* Listing
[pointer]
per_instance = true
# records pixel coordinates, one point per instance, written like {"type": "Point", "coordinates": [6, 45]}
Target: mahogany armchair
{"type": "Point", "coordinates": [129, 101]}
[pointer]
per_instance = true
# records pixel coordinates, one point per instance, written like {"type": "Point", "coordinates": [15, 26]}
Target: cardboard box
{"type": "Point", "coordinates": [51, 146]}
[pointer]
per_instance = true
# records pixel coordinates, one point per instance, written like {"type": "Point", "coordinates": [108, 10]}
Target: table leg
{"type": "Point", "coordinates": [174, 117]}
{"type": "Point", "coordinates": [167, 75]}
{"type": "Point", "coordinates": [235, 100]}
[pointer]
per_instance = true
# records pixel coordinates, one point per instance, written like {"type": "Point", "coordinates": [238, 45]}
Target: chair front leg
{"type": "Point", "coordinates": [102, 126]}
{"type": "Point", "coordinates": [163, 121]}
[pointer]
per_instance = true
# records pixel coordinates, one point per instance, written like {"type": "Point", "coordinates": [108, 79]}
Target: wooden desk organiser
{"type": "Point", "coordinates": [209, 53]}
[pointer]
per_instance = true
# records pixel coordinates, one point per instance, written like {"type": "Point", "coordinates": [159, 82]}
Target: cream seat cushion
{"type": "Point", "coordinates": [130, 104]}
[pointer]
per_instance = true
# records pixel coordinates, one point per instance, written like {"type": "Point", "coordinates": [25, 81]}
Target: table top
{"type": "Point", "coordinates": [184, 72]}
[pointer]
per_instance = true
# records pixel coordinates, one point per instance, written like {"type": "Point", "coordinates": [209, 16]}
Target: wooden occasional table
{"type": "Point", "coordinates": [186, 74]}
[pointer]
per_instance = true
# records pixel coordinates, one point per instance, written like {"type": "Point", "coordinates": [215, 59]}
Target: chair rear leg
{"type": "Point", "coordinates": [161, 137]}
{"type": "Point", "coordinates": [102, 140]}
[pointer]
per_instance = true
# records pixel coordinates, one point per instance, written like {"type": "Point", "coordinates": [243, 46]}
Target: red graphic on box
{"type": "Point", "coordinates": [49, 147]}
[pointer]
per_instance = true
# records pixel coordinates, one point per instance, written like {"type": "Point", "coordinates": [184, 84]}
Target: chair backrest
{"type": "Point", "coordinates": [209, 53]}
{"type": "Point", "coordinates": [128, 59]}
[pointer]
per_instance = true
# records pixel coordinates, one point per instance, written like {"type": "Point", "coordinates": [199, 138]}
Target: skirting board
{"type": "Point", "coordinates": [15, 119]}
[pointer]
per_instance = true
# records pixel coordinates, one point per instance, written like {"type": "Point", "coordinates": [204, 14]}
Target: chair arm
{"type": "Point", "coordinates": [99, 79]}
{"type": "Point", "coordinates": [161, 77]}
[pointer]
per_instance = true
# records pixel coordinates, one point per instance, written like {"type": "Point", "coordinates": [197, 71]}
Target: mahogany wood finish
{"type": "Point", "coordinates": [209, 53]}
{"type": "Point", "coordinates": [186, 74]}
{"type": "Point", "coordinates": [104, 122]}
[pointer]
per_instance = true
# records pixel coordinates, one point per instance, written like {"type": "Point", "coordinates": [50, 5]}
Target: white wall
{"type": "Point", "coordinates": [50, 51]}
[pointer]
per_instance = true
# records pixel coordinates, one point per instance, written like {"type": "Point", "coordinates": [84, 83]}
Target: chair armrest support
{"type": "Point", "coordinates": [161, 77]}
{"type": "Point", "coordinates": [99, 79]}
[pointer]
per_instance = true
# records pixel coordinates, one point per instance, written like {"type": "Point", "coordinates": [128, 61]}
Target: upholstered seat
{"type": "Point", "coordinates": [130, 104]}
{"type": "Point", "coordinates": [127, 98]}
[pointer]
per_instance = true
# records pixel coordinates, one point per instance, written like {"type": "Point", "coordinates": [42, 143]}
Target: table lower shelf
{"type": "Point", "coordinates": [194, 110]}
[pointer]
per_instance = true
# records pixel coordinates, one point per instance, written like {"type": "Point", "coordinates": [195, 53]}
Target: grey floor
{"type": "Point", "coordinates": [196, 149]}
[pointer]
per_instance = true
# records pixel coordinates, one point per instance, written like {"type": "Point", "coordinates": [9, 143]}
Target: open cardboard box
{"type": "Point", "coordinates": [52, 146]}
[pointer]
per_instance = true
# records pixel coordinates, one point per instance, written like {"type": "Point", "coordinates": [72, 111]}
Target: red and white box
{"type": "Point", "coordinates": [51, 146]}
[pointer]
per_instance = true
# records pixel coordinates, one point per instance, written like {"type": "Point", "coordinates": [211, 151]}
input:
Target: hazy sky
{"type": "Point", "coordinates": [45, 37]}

==

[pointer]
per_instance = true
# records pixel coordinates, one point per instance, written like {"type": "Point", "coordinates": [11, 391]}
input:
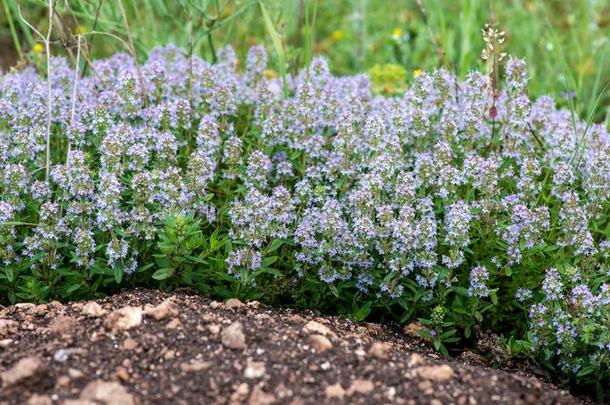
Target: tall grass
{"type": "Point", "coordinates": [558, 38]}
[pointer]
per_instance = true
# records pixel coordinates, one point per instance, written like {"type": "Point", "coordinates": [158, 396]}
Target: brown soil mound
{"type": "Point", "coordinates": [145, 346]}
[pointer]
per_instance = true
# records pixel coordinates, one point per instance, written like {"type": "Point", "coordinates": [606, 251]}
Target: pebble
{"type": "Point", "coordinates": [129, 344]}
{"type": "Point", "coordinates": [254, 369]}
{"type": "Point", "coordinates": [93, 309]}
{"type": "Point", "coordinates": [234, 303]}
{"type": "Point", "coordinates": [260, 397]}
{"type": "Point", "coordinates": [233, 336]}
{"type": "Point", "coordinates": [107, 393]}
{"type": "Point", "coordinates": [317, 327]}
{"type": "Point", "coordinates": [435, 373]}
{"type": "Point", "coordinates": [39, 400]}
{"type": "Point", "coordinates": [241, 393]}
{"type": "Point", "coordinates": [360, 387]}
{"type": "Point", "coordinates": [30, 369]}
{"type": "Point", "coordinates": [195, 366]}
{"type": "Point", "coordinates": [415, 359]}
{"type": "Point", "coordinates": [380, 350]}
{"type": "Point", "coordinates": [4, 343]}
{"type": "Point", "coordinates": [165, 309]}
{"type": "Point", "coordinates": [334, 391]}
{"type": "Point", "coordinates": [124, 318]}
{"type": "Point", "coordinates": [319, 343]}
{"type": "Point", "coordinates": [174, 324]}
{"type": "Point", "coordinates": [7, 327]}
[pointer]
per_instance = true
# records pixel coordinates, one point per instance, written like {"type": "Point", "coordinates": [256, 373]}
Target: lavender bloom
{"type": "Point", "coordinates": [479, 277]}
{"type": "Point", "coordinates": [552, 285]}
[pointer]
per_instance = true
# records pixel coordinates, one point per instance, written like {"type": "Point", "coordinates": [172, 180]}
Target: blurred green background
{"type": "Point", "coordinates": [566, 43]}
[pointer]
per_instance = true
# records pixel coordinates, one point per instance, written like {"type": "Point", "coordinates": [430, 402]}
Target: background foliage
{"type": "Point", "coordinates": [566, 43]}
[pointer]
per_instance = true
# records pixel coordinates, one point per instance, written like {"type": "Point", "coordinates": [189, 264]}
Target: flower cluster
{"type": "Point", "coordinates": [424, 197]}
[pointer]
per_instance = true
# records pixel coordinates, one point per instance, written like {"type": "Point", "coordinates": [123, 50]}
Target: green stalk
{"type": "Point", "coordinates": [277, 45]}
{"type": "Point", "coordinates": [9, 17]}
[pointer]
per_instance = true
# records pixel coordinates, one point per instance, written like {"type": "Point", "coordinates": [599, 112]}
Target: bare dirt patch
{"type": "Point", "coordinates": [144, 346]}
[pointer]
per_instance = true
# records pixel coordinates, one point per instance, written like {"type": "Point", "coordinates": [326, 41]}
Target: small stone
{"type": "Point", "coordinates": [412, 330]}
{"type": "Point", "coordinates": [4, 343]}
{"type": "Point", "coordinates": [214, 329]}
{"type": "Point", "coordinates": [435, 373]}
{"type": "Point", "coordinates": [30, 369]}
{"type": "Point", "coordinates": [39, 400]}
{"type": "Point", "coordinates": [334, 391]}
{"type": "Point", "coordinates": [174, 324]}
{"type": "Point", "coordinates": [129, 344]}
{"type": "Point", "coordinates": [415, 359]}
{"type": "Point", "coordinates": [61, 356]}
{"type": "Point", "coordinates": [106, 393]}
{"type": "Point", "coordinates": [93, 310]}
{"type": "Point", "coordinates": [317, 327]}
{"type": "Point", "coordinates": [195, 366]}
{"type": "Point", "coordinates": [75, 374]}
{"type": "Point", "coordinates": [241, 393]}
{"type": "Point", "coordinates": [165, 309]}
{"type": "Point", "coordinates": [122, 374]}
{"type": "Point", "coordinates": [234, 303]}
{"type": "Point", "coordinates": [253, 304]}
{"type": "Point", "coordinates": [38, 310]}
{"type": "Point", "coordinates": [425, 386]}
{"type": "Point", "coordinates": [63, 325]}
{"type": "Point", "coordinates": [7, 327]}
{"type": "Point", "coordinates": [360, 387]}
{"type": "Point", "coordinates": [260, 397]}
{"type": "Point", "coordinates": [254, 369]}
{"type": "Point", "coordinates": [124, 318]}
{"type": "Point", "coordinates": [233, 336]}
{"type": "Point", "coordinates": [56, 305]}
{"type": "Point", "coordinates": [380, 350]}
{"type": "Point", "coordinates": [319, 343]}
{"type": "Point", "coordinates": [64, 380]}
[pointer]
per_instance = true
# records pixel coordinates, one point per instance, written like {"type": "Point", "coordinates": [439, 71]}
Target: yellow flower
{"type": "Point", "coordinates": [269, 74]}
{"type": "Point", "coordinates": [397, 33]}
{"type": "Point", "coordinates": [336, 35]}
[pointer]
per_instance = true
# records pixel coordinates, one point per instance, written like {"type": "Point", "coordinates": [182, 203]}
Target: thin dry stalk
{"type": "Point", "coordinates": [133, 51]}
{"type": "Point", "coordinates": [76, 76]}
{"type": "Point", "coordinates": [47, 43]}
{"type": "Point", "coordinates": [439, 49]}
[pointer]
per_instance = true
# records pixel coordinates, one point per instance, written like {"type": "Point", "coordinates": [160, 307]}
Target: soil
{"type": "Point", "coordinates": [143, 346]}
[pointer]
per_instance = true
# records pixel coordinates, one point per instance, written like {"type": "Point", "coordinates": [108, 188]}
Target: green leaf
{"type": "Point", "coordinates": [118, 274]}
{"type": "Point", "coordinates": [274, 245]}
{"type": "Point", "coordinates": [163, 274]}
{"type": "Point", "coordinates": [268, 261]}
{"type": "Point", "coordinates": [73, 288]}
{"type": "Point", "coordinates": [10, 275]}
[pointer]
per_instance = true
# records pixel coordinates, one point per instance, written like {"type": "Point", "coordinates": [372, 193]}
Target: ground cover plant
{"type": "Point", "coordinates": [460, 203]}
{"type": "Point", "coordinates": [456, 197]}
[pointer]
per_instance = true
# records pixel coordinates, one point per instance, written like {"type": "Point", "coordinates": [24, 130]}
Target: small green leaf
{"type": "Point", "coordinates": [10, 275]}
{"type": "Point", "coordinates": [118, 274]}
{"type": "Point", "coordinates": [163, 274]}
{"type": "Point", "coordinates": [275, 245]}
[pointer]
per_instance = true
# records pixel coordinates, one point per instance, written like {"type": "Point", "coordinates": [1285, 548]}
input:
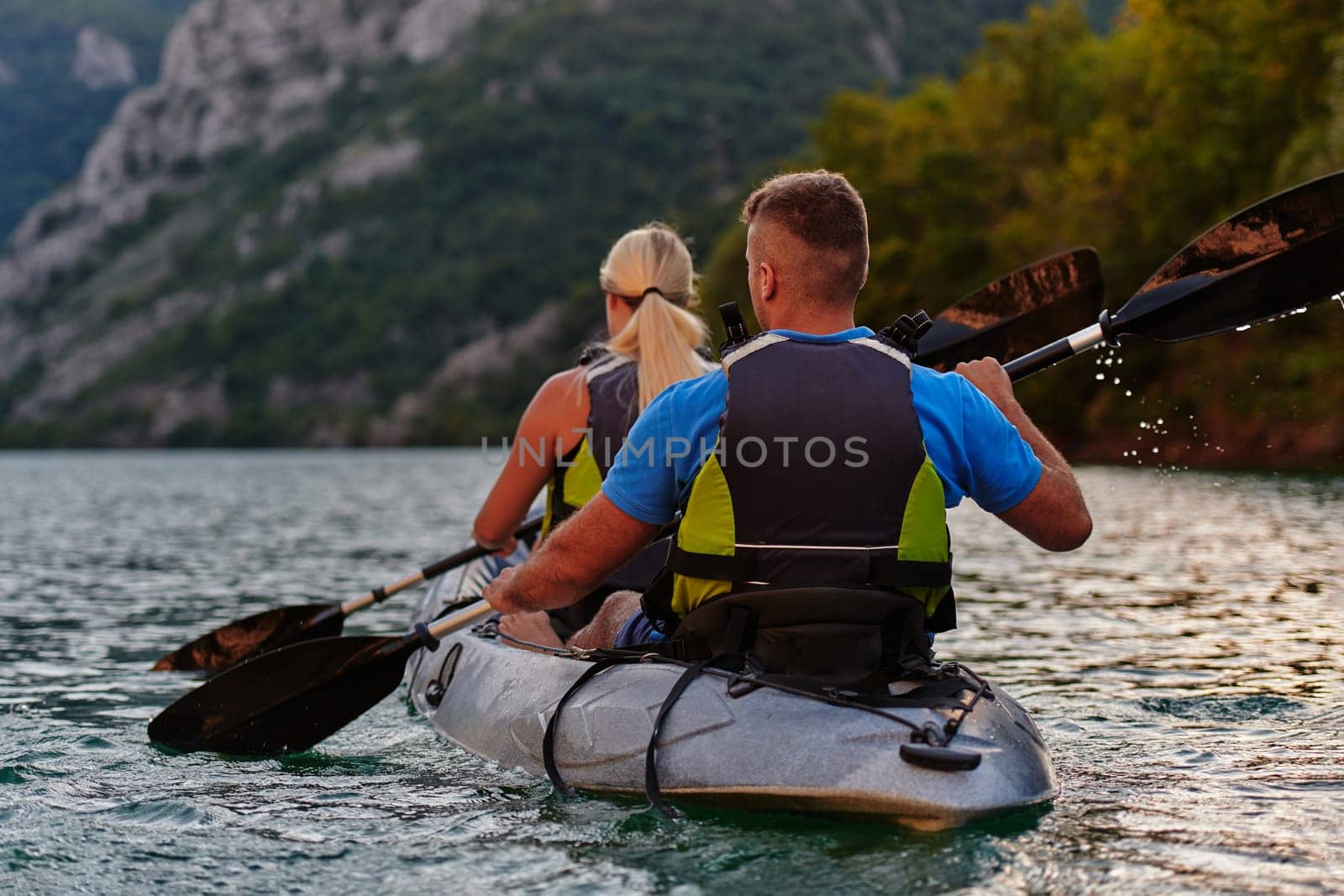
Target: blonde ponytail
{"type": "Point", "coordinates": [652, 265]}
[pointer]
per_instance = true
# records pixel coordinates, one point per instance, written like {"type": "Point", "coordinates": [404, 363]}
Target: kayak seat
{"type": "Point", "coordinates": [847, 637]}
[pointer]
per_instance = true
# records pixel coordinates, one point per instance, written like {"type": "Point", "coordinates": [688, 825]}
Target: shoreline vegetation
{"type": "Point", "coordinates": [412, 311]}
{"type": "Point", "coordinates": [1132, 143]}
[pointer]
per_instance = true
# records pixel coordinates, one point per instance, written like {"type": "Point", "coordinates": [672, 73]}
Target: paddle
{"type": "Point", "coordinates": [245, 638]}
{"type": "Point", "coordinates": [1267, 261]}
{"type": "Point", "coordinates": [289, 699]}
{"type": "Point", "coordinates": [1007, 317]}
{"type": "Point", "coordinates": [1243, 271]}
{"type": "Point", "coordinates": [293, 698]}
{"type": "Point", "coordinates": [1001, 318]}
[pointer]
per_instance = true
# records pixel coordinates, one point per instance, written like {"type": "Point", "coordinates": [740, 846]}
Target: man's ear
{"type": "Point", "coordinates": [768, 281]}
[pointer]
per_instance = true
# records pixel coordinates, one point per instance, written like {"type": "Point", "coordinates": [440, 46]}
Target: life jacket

* Objective
Copy out every line above that contains the word "small".

* Written solution
Target: small stone
Target: small green leaf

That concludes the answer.